** START Data section **

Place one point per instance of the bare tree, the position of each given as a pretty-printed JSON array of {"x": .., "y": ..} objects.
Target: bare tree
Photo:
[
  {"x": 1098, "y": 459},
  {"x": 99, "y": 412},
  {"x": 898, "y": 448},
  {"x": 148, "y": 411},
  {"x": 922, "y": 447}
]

** END Data section **
** START Data section **

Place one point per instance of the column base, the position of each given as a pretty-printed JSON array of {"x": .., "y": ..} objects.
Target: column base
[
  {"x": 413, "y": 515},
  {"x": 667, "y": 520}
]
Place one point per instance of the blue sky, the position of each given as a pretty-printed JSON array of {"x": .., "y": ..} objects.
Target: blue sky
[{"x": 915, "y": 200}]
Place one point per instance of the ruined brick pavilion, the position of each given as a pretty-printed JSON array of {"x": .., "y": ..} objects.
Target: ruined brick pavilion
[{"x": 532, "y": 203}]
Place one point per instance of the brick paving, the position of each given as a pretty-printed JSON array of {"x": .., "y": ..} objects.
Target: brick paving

** END Data section **
** START Data section **

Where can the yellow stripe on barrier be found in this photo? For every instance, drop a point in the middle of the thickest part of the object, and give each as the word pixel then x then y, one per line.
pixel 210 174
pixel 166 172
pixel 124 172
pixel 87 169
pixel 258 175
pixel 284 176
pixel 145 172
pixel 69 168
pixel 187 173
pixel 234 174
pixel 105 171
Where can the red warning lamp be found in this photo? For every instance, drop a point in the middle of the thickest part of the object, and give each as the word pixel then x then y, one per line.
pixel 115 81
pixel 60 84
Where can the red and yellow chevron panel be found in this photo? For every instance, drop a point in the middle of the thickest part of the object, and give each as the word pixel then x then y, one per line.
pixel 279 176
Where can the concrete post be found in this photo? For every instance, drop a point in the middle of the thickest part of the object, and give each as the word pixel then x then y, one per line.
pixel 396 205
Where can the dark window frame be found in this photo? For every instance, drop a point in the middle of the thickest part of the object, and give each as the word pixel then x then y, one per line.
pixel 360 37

** END Data section **

> **Stated task**:
List every line above that contains the word "yellow", copying each in full. Case counts.

> **Result**:
Where can the yellow stripe on barrier be found in this photo? For every instance, drop a point in the middle of the thickest part of the object, and give each as the word pixel then x then y, one per line.
Where can the red and yellow chevron panel be found in this photo? For every instance, drop a point in the middle of the thickest part of the object, and give each as the word pixel then x then y, one per line.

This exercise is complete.